What you have to do: Once you have read the listing, retype all of it exactly.
START Material shown
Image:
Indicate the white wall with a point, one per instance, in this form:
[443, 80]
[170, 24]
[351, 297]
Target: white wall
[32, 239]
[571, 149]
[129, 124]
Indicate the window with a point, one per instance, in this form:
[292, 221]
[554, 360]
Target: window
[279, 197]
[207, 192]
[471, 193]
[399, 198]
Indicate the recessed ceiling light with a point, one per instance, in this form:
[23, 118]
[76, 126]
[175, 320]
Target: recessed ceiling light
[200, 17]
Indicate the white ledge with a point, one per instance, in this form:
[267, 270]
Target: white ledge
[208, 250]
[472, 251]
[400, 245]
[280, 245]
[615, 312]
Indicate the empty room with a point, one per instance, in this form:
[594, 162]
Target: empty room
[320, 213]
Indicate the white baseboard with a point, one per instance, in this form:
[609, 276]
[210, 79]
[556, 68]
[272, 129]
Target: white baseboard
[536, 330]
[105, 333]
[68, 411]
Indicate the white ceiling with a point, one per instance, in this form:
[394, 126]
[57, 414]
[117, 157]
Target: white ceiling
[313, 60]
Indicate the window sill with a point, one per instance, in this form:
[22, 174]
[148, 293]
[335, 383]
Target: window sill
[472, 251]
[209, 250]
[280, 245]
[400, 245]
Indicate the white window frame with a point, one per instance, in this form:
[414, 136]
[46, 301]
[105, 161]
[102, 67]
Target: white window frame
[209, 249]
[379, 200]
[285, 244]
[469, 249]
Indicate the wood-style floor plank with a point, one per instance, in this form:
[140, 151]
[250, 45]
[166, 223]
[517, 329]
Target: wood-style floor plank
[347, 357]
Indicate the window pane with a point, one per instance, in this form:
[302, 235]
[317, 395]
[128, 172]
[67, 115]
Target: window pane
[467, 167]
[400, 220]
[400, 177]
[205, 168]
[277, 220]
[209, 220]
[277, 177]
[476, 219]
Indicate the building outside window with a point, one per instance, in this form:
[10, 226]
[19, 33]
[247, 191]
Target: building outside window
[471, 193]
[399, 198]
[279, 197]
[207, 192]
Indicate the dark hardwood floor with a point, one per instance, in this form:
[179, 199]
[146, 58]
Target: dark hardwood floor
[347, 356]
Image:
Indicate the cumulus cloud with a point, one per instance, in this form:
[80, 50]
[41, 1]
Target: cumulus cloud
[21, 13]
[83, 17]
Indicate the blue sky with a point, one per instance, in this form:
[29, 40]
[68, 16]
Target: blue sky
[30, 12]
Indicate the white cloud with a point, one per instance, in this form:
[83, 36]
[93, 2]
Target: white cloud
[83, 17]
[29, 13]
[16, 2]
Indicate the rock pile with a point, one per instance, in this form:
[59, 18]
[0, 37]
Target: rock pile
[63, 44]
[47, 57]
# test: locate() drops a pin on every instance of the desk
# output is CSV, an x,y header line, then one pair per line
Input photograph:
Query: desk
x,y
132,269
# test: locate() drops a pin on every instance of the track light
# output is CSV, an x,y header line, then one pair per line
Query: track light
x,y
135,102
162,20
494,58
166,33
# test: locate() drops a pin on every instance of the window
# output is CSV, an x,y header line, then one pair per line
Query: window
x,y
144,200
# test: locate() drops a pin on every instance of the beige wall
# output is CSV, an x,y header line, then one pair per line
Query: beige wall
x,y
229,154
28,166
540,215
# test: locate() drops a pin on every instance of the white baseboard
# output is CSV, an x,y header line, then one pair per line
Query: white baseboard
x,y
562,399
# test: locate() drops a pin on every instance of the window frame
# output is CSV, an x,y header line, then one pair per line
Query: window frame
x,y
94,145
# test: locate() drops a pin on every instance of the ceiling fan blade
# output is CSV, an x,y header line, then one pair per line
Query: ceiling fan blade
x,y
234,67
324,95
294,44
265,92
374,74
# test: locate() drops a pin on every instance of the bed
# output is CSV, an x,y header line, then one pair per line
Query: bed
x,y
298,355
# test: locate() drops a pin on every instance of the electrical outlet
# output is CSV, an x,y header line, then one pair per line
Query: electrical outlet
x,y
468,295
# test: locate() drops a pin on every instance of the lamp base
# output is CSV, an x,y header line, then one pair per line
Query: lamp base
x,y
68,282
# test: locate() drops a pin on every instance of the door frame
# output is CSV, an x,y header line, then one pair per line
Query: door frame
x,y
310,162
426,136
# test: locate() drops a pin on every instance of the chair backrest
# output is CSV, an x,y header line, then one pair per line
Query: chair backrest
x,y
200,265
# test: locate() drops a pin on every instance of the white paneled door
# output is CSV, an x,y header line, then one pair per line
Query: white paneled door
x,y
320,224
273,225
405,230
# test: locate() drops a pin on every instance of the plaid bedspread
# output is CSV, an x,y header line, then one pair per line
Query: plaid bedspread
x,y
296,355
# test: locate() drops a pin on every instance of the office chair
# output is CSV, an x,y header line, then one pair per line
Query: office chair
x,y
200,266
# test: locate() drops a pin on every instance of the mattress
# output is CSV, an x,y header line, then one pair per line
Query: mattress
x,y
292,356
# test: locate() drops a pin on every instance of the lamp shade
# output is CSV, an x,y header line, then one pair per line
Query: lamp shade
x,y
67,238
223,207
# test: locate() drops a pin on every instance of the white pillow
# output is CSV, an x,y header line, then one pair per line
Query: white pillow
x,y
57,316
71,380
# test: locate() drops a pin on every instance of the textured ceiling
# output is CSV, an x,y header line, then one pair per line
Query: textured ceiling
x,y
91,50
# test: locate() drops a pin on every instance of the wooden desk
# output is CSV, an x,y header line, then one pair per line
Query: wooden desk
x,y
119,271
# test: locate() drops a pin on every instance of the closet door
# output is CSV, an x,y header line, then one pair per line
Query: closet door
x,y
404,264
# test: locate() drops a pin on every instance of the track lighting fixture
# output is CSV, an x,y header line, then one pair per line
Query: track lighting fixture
END Material shown
Your solution:
Image:
Indicate the white wall with a point, one per instance, in this form:
[443, 80]
[170, 24]
[351, 297]
Target: white wall
[32, 239]
[571, 149]
[129, 124]
Indicate the window with a point, one per instance, in this form:
[292, 221]
[554, 360]
Target: window
[279, 197]
[207, 192]
[471, 193]
[399, 198]
Indicate the recessed ceiling light with a point, one per instance, in this form:
[23, 118]
[76, 126]
[175, 320]
Target: recessed ceiling light
[200, 17]
Indicate the white ledge with a point, one per instance, in this form:
[267, 270]
Target: white ledge
[208, 250]
[472, 251]
[400, 245]
[280, 245]
[615, 312]
Indicate the empty room with a point, one per instance, in this form:
[594, 162]
Target: empty room
[320, 213]
Indicate the white baseboard with a point, one per instance, in this form:
[609, 276]
[210, 79]
[556, 68]
[272, 129]
Target: white baseboard
[536, 330]
[105, 333]
[68, 411]
Indicate the white ceiling with a point, one per instance, in this form:
[394, 126]
[57, 414]
[117, 157]
Target: white ceiling
[313, 60]
Indicate the window sill with a point, one per instance, in this form:
[22, 174]
[148, 293]
[335, 383]
Target: window sill
[472, 251]
[209, 250]
[280, 245]
[400, 245]
Indicate the white window frame with a point, one per instance, in this form:
[414, 136]
[46, 301]
[105, 161]
[102, 67]
Target: white window frame
[209, 249]
[379, 200]
[285, 244]
[469, 249]
Indicate the wood-style floor plank with a point, one per instance, in this form:
[140, 151]
[250, 45]
[166, 223]
[517, 329]
Target: wood-style floor plank
[347, 357]
Indicate the window pane with a point, one per instance, in this form:
[302, 235]
[317, 395]
[128, 172]
[67, 115]
Target: window pane
[467, 167]
[400, 220]
[400, 177]
[205, 168]
[277, 220]
[209, 220]
[277, 177]
[476, 219]
Indicate the building outside window with a point, one per instance, in this form:
[10, 226]
[19, 33]
[247, 191]
Target: building outside window
[471, 193]
[399, 198]
[279, 197]
[207, 192]
Indicate the dark hardwood floor with a point, one per instance, in this form:
[179, 199]
[146, 58]
Target: dark hardwood floor
[347, 356]
Image:
Indicate the cumulus cloud with a point, one per instance, in this form:
[80, 50]
[41, 1]
Target: cumulus cloud
[21, 13]
[83, 17]
Indicate the blue sky with a point, one per instance, in this form:
[29, 40]
[68, 16]
Target: blue sky
[30, 12]
Indicate the white cloud with a point, one per instance, in this form:
[83, 36]
[93, 2]
Target: white cloud
[83, 17]
[29, 13]
[16, 2]
Indicate the rock pile with a point, one per instance, in this form:
[59, 18]
[0, 37]
Target: rock pile
[63, 44]
[47, 57]
# test: locate() drops a pin on every instance of the desk
# output is CSV, an x,y header line, then one pair per line
Input photograph:
Query: desk
x,y
132,269
# test: locate() drops a pin on every instance of the track light
# output is CSV, an x,y header line, then one pair per line
Query: track light
x,y
135,102
162,20
494,58
166,33
# test: locate() drops a pin on every instance of the window
# output is CSV, an x,y header line, then one pair per line
Query: window
x,y
144,200
# test: locate() drops a pin on every instance of the beige wall
# output is CSV, an x,y header line, then one pair per line
Query: beige wall
x,y
229,154
28,166
540,215
# test: locate() drops a pin on every instance of the white baseboard
# output is CSV, an x,y header line, then one pair per line
Query: white baseboard
x,y
562,399
# test: locate() drops a pin on every instance of the window frame
# output is CSV, an x,y header line, then one pair per line
Query: window frame
x,y
94,145
# test: locate() drops a pin on every instance of the ceiling fan blade
# output is CSV, an x,y header line, then one pair per line
Query: ceiling fan blade
x,y
234,67
324,95
294,44
265,92
374,74
# test: locate() drops a pin on every instance of the bed
# output is CSV, an x,y header line, then one pair per line
Query: bed
x,y
298,355
# test: locate() drops a pin on every instance of the electrical outlet
# output is CSV, an x,y header line, then one pair per line
Query: electrical outlet
x,y
468,295
# test: locate() drops a pin on every instance of the lamp base
# output is CSV, an x,y header line, then one pair per line
Query: lamp base
x,y
68,282
# test: locate() drops a pin on every instance of the door frame
# output is CSV, an x,y header line, then one pair per line
Query: door frame
x,y
310,162
426,136
# test: locate() drops a pin on every instance of the chair backrest
# output is CSV, an x,y header line, then one pair per line
Query: chair backrest
x,y
200,265
# test: locate() drops a pin on every instance of the white paneled door
# output is CSV, an x,y header line, then one pair per line
Query: white paneled door
x,y
320,224
273,225
405,230
# test: locate() drops a pin on every instance of the plaid bedspread
# output is CSV, an x,y header line, then one pair per line
Query: plaid bedspread
x,y
296,355
# test: locate() drops a pin on every instance of the office chair
# output is CSV, an x,y header line, then one pair per line
Query: office chair
x,y
200,266
# test: locate() drops a pin on every instance of the mattress
# output is CSV, an x,y header line, then one pair per line
Query: mattress
x,y
292,356
# test: locate() drops a pin on every instance of the lamp shade
# output is CSV, an x,y header line, then one pair per line
Query: lamp shade
x,y
67,238
223,207
# test: locate() drops a pin on every instance of the white pillow
# output is CSV, an x,y header line, then one pair per line
Query: white pillow
x,y
57,316
71,380
# test: locate() drops a pin on every instance of the textured ceiling
# output is CSV, an x,y header line, then one pair per line
Query: textured ceiling
x,y
91,50
# test: locate() drops a pin on every instance of the wooden desk
# output is CSV, an x,y header line, then one pair per line
Query: wooden desk
x,y
119,271
# test: locate() drops a pin on every instance of the closet door
# output is CSV, an x,y header line, then one pair per line
Query: closet door
x,y
404,264
# test: locate() drops a pin on every instance of the track lighting fixture
# output is CSV, an x,y header line, then one pair per line
Query: track lighting fixture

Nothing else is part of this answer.